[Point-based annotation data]
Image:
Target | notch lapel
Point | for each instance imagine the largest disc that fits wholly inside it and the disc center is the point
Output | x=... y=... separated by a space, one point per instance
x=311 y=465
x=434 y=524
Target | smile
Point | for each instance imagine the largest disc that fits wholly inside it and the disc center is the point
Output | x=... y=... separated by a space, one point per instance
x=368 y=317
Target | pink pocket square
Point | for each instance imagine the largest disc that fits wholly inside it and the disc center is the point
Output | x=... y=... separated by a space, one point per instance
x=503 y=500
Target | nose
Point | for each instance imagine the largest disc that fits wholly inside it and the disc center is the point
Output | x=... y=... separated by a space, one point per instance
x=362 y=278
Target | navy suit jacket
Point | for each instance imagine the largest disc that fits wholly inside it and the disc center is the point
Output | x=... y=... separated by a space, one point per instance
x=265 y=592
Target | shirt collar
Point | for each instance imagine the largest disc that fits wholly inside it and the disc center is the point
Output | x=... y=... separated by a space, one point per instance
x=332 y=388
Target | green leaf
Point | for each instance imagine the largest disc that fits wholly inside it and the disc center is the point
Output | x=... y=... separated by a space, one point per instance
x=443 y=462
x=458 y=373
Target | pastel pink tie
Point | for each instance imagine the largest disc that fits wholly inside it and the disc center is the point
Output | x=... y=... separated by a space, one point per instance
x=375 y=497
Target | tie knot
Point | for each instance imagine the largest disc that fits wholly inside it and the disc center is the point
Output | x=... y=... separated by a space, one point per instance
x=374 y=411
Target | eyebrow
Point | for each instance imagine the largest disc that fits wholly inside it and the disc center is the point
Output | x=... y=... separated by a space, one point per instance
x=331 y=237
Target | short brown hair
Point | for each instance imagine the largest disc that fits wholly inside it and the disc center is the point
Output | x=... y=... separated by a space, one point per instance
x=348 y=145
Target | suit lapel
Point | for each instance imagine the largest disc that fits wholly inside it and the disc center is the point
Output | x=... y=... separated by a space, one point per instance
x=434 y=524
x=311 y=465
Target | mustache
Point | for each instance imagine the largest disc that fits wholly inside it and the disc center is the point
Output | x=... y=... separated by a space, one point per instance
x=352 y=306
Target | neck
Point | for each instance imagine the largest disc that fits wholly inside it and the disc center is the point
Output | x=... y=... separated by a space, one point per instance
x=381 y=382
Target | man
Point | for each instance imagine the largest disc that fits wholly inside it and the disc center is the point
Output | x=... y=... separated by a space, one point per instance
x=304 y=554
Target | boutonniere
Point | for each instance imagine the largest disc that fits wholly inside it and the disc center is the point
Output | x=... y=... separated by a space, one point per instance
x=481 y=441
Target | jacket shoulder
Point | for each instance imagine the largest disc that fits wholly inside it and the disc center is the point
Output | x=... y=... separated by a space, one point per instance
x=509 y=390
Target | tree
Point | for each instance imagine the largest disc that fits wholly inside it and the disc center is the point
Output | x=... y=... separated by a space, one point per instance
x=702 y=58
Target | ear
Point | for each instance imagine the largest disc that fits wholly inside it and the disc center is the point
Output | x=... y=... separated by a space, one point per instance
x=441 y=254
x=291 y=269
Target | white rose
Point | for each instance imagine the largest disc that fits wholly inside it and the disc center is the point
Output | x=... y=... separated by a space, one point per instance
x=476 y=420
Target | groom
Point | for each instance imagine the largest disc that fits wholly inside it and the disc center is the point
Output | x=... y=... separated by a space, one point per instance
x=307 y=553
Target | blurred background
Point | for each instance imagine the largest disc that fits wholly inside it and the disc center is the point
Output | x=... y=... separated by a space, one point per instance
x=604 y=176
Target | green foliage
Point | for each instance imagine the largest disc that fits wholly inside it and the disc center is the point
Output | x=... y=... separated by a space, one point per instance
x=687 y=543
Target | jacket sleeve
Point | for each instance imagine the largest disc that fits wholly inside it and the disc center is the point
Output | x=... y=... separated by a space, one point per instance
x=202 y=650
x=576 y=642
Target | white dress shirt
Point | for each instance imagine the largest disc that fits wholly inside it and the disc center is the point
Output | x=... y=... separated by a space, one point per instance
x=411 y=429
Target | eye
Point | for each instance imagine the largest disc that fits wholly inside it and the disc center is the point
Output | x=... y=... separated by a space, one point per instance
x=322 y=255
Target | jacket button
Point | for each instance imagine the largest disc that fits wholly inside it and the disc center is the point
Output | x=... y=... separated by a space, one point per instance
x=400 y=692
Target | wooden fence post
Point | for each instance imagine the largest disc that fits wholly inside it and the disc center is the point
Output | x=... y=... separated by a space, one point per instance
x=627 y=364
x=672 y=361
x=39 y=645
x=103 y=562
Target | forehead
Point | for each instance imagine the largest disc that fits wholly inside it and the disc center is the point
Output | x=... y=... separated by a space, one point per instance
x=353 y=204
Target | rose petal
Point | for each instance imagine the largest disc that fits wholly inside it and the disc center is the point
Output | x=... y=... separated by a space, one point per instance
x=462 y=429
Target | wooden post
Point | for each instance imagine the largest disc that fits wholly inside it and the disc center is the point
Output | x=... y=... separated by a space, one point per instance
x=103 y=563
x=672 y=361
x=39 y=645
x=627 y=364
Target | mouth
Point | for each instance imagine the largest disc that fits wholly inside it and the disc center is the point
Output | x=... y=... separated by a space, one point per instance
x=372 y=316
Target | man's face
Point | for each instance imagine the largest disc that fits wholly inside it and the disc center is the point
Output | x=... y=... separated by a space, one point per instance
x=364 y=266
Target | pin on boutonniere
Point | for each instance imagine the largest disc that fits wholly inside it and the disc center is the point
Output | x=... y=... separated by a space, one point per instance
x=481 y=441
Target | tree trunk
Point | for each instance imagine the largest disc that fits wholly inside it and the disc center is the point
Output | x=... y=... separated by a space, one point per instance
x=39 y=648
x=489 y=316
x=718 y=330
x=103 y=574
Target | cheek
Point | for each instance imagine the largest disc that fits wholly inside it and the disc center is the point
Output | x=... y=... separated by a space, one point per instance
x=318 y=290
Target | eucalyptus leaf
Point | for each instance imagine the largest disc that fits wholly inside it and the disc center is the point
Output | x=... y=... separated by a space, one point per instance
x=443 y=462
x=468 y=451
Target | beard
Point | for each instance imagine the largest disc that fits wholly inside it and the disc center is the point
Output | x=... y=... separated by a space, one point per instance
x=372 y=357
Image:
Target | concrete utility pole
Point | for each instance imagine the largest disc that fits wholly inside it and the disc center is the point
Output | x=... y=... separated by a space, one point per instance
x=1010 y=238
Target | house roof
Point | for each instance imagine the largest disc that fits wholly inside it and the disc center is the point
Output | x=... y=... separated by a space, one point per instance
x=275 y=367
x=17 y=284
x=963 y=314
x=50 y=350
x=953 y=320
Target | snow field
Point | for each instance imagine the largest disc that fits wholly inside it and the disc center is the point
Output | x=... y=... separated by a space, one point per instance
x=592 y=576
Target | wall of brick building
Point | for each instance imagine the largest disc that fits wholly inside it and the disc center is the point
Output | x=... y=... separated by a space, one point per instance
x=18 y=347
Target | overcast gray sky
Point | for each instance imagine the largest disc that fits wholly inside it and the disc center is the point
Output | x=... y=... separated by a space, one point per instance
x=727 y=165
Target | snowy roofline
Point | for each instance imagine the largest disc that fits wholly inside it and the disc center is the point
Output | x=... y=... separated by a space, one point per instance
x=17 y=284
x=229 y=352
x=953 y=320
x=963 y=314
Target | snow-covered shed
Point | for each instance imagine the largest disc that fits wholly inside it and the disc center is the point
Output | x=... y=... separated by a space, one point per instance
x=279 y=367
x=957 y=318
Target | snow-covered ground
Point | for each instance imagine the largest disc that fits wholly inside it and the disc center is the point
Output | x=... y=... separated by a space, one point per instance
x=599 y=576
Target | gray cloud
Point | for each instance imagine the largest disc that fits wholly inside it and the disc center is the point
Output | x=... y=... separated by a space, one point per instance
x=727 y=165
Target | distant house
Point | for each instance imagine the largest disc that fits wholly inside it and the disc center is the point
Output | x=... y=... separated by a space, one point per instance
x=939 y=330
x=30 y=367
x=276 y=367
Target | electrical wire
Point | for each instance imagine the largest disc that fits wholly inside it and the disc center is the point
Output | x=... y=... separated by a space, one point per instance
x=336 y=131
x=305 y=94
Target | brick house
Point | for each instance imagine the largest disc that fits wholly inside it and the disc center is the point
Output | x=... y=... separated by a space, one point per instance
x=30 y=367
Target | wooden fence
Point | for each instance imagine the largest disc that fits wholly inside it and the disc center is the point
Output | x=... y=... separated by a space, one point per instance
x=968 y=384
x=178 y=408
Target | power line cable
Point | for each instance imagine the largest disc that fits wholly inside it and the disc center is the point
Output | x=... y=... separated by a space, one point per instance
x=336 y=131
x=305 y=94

» Written request:
Starting at the first line of the rows above and stopping after the line that contains "x=374 y=411", arrange those lines as a JSON list of strings with one string per line. Leave out any blank lines.

» Output:
[
  "Image:",
  "Target | notch lapel",
  "Point | for each instance imagine the largest disc that fits wholly inside it and the disc center is the point",
  "Output | x=... y=... separated by a space, one point per instance",
  "x=311 y=465",
  "x=434 y=524",
  "Target | smile",
  "Point | for each instance imagine the largest disc that fits wholly inside it and the disc center is the point",
  "Output | x=... y=... separated by a space, one point per instance",
  "x=368 y=317",
  "Target | pink pocket square",
  "Point | for each instance imagine the largest disc that fits wholly inside it and the disc center is the point",
  "Output | x=... y=... separated by a space, one point per instance",
  "x=503 y=500",
  "Target | nose",
  "Point | for each instance imagine the largest disc that fits wholly inside it and the disc center is the point",
  "Output | x=... y=... separated by a space, one point per instance",
  "x=362 y=278",
  "Target | navy suit jacket",
  "Point | for each instance imagine the largest disc that fits wholly inside it and the disc center is the point",
  "Output | x=... y=... separated by a space, one point per instance",
  "x=265 y=592",
  "Target | shirt collar",
  "Point | for each instance imagine the largest disc that fits wholly inside it and the disc center is the point",
  "Output | x=... y=... separated by a space, one point per instance",
  "x=332 y=388",
  "Target | green leaf",
  "Point | for each instance imagine the largest disc that fits wholly inside it and the disc center is the point",
  "Output | x=... y=... separated by a space, one point per instance",
  "x=443 y=462",
  "x=458 y=373",
  "Target | pastel pink tie",
  "Point | for each instance imagine the largest disc that fits wholly inside it and the disc center is the point",
  "Output | x=... y=... separated by a space, one point per instance",
  "x=375 y=497",
  "Target | tie knot",
  "Point | for each instance imagine the largest disc that fits wholly inside it and the disc center is the point",
  "Output | x=... y=... separated by a space, one point per instance",
  "x=374 y=411"
]